Your assignment: Continue the article on Tom Tvedt from its last sentence.

Extract to read:
+ + + +
President of the Norwegian Confederation of Sports
- In office 7 June 2015 – 26 May 2019
- Preceded by: Børre Rognlien
- Succeeded by: Berit Kjøll

County Mayor of Rogaland
- In office 23 October 2007 – 25 October 2011
- Deputy: Ellen Solheim
- Preceded by: Roald G. Bergsaker
- Succeeded by: Janne Johnsen

Mayor of Randaberg Municipality
- In office October 1999 – 5 October 2007
- Deputy: Leif Egil Torkelsen
- Preceded by: Olav Sande
- Succeeded by: Tone Tvedt Nybø

Personal details
- Born: 31 January 1968 (age 58) Randaberg Municipality, Rogaland, Norway
- Party: Labour
- Spouse: Kjersti Stenseng ​(m. 2024)​
- Children: 2

= Tom Tvedt =

Norwegian politician (born 1968)

Tom Tvedt (born 31 January 1968) is a Norwegian politician and former handball player for the Labour Party.
+ + + +
Dataset records:
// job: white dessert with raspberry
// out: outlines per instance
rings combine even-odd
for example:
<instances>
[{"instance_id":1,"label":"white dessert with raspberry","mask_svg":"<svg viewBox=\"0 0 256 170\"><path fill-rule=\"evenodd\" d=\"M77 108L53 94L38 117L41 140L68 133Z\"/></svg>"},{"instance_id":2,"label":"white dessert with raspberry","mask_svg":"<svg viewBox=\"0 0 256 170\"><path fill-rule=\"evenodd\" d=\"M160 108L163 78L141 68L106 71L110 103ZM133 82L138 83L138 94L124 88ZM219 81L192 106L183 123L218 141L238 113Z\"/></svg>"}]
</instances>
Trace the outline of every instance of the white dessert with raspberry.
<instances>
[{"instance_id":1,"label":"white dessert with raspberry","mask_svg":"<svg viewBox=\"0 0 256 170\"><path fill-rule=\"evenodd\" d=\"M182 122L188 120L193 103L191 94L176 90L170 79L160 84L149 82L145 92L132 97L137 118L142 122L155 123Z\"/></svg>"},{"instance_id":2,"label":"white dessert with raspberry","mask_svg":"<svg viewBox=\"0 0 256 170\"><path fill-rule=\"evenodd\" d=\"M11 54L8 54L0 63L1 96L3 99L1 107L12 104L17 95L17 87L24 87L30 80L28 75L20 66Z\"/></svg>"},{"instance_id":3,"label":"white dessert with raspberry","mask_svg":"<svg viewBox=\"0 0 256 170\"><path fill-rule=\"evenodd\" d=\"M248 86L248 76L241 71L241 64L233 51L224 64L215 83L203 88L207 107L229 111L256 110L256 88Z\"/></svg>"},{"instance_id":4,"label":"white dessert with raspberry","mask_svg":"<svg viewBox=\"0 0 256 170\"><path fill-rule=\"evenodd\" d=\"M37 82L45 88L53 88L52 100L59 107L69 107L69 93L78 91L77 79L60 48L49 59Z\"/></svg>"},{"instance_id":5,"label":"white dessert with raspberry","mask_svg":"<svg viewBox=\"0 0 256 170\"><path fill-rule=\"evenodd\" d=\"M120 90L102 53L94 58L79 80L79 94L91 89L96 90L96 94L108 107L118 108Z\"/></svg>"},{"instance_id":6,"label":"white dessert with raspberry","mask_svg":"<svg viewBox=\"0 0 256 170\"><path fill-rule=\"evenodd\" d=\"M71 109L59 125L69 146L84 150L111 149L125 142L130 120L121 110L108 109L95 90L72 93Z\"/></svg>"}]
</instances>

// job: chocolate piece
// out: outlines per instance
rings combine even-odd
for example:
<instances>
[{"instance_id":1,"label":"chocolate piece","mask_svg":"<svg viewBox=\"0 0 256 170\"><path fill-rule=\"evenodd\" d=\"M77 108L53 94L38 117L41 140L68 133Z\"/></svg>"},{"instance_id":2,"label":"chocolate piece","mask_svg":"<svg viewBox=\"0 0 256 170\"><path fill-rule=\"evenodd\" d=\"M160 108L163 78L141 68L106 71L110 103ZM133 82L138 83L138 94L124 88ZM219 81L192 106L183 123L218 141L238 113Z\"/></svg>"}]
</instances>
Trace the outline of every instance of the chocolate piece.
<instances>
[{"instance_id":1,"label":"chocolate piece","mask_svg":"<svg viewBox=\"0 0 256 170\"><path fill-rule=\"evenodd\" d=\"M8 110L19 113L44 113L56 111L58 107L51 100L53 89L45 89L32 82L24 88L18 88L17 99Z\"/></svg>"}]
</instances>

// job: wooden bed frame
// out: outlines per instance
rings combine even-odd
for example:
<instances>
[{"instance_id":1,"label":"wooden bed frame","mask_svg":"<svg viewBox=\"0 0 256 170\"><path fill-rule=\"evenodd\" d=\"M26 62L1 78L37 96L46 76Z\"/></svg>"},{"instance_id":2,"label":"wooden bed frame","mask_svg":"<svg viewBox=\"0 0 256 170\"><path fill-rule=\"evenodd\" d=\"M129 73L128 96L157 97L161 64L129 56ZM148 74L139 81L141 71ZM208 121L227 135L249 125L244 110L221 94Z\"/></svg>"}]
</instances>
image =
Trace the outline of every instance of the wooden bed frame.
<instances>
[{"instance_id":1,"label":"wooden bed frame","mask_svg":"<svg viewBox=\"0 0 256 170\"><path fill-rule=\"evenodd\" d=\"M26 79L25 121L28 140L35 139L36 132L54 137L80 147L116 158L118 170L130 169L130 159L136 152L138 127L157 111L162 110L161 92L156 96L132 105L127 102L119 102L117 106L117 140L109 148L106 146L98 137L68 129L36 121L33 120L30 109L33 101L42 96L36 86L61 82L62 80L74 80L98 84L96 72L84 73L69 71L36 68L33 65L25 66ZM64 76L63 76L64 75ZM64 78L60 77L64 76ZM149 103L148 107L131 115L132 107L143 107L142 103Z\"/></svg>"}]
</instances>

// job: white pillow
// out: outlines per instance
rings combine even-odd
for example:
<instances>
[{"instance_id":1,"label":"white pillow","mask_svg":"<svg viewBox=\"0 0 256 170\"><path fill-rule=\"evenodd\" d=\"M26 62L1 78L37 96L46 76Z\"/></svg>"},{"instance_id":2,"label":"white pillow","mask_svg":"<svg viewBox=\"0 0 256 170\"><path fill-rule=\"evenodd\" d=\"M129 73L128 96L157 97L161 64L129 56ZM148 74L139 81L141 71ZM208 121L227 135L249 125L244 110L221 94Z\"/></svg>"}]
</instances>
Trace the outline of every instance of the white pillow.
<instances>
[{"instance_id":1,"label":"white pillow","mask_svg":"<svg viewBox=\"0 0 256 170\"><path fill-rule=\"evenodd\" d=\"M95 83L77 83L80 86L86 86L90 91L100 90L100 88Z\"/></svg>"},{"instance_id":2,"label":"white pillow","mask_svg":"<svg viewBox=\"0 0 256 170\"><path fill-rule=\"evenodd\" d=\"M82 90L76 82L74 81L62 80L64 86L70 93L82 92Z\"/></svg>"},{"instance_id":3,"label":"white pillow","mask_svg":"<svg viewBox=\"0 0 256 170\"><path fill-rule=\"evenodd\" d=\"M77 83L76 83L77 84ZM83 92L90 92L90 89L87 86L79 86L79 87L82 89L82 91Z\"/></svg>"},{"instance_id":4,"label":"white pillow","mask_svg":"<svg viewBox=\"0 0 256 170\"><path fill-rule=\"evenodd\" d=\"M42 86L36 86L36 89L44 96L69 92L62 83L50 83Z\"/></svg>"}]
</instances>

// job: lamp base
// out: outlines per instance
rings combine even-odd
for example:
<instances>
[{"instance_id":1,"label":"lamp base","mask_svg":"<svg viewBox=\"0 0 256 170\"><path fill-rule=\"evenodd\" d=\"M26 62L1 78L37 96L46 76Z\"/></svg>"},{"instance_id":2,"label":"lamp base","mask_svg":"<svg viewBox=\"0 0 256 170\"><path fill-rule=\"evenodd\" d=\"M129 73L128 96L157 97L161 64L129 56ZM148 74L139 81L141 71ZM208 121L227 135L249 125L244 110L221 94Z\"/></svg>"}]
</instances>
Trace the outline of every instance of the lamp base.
+ + + +
Reply:
==Political career==
He became county mayor of Rogaland following the 2007 local elections. He held the position until 2011. Before this he was the mayor of Randaberg Municipality for eight years between 1999 and 2007. He also served as a deputy representative to the Storting, Norway's parliament, from Rogaland between 2005 and 2009.

==Civic career==
In 2011 he was voted board member of the Norwegian Confederation of Sports, and in 2015 he was voted president. At the time he was the youngest person to hold the position. The start of his tenure was marked by the Oslo bid for the 2022 Winter Olympics, which was ultimately withdrawn prior to the selection of Beijing as the host city. He ran for re-election in 2019, but was defeated by Berit Kjøll.

In March 2021, he was elected leader of the Norwegian Association for the Handicapped.

==Personal life==
Tvedt is married to fellow politician Kjersti Stenseng. He has a son and a daughter from a previous relationship, both of whom were born blind.

Tvedt played as a handball player through the 1990s prior to becoming mayor of Randaberg. He notably played over the course of 23 national championships during his handball career.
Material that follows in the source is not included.